■ **PAGE TEXT**
We decided to store details about observed arbitrage events as well, history retrieval were ready with some precautions for timeout handling and restarting. Now question where actually store data. If you are lean startup and your free EC2 micro instance were expired, but you do not wish to invest time in investigating of alternative options from competitors your option is to have «in-house» infrastructure. I.e. just run `docker pull postgres`, map volume for persistency and to speed up things a bit (just in case for so cold premature optimisation(C)) disable network virtualisation. Now how to access it? Classical setup is following – you have router from internet provider with dynamically allocated public ip address. Depending on your luck and location (country of residence) ip address will be periodically changed by ISP provider. Behind router – in your home private network ip addresses usually assigned by dhcp protocol – i.e. you restart your host where database server is running and it may get another private ip address. In addition to this it is your home network – i.e. NAS with private photos or laptop with work’s projects. There is a lot of various services offering dynamic dns – you have to run special daemon at your server that will update bonded ip address for chosen domain name – I have chosen https://www.dynu.com. Second simple step is to configure your workstation to have statically assigned ip.  Many young hacker’s bundles offer convenient interface over nmap to scan for open ports and check whether by any chance you allow ssh access using login and password.  In order to have at least some protection layer port forwarding were setup using not standard port, ssh was configured to provide access by key file only and old good ip tables allow you to configure banning ip address for failed authorisation attempts. With all this pre-cautions – you can initiate a tunnel with port-forwarding in such way that remote postgres process will be bind to your localhost:1234.

Real programmers test in production

Reactive asynchronous program dealing with real world not so easy to test. And the main reason for it – infinite number of possible combinations of weird situations to happen. Blackout in your home office, un-noticed maintenance of exchange due to recent hacking, issues of internet provider – you name it I saw them all!

First launch with real money went in following way:

  1. we run multiple processes
  2. telegram channel were bursted with endless messages with details of order placed
  3. I saw that telegram started exponentially increase time outs to forward messages from the queue to the channel – i.e. my code do something and it is not visible for us (Oh, shiiiit)
  4. my partner was trying to keep up with message flow – but it was impossible as for every message he have to check two different exchanges filtering by currency.
  5. We need to stop it! Now! Side note: Let’s add to backlog new feature request – we need some mechanism to stop all of them once. At that time I just run pkill to everything with python.

After 6 months of development first 20 minutes of running reveals various issues ranging from annoying to critical.  And in order to investigate what was happening and find out root causes we have to dive in logs and history of orders and trades – situation from bots perspective were quite different in comparison to what exchanges thoughts.

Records
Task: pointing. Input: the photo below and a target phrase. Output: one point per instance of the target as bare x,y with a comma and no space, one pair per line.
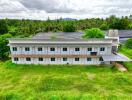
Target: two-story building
65,48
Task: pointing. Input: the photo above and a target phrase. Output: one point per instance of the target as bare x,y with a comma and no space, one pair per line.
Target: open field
68,82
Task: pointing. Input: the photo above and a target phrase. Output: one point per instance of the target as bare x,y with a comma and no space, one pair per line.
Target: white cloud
41,9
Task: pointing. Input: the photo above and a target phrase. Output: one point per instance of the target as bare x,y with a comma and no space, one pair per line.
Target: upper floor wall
61,49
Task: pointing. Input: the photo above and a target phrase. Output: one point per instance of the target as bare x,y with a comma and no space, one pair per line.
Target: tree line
24,28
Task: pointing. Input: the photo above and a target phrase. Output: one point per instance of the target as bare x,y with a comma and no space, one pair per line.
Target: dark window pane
52,49
64,59
52,59
77,49
89,59
27,49
14,48
40,49
89,49
15,59
40,59
28,59
76,59
64,49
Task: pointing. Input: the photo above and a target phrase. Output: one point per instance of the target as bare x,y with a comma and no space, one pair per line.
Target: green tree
4,49
69,27
93,33
3,27
128,43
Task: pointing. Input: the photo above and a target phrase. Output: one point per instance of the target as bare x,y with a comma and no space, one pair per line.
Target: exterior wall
58,61
59,50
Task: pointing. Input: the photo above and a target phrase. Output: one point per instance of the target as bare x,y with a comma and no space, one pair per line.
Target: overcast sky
42,9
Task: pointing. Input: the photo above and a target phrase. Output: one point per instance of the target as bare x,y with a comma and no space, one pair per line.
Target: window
89,59
52,59
89,49
14,48
28,59
15,59
64,59
102,49
64,49
40,59
27,49
100,59
77,49
39,49
76,59
52,49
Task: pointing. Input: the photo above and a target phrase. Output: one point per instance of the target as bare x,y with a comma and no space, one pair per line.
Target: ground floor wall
82,61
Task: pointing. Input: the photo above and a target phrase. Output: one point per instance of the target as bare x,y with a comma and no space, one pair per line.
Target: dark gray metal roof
59,35
124,33
76,35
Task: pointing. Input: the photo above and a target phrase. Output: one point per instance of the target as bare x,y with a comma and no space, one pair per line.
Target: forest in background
25,28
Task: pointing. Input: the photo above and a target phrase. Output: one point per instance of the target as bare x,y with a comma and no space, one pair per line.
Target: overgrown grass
63,82
126,51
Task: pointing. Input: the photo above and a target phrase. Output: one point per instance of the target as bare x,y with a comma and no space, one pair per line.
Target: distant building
66,48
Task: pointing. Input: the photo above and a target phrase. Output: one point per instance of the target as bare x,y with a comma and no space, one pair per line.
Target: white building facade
62,50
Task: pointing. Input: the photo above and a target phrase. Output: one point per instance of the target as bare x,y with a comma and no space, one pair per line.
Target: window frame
28,59
101,59
77,58
89,59
27,48
14,48
51,59
77,49
40,49
40,59
64,49
64,59
52,48
16,59
89,49
102,49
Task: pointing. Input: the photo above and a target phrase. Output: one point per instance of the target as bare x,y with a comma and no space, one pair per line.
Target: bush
69,27
4,49
128,43
93,33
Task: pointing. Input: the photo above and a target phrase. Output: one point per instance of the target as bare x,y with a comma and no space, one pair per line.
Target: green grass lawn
63,82
128,53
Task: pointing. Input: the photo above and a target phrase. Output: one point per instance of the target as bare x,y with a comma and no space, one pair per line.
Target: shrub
93,33
128,43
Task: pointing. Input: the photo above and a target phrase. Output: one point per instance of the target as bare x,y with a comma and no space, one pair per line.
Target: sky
54,9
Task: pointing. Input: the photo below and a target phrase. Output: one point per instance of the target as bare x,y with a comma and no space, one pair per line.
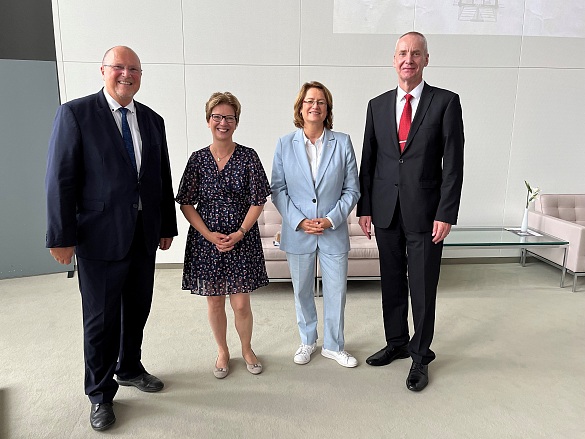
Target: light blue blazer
333,194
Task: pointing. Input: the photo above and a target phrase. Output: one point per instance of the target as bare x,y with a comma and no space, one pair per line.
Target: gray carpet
509,346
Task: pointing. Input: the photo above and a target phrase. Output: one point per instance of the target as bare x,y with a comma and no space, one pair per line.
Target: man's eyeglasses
120,68
311,102
219,118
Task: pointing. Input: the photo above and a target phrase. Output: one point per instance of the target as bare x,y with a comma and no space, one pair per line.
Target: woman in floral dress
222,193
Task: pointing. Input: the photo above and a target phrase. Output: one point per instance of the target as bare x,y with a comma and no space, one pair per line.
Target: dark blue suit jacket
92,188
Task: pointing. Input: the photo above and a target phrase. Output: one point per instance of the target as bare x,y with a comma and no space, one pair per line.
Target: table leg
564,269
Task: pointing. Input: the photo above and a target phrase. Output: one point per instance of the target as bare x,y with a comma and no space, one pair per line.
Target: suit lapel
301,155
144,128
425,100
389,110
329,144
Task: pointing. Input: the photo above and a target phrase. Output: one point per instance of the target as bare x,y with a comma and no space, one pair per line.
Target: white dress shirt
132,123
314,155
400,101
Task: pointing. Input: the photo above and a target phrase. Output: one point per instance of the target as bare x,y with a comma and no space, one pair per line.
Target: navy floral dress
222,199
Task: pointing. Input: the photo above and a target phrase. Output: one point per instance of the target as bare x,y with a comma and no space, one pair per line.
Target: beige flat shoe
221,372
254,369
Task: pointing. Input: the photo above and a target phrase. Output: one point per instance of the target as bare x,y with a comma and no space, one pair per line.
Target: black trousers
116,299
409,261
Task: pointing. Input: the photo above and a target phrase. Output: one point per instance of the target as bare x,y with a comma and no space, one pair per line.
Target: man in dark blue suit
110,201
411,176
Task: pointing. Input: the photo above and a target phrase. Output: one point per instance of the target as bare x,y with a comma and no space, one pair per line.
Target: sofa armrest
566,230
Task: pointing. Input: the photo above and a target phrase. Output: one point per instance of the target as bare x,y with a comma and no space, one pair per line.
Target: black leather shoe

■ **REQUIRED TASKS**
**A.** Answer these from the arbitrage bot text, one line each:
(i) Which dynamic DNS service did the writer choose?
(ii) How many months of development came before the first launch?
(iii) What command did the writer run to stop everything during that launch?
**B.** Rewrite everything in the arbitrage bot text from "1. we run multiple" down to "filtering by currency.", putting "colleague" in place of "partner".
These rows are separate material from the text.

■ **THE RESULTS**
**A.**
(i) Dynu (https://www.dynu.com)
(ii) Six months
(iii) pkill

**B.**
1. we run multiple processes
  2. telegram channel were bursted with endless messages with details of order placed
  3. I saw that telegram started exponentially increase time outs to forward messages from the queue to the channel – i.e. my code do something and it is not visible for us (Oh, shiiiit)
  4. my colleague was trying to keep up with message flow – but it was impossible as for every message he have to check two different exchanges filtering by currency.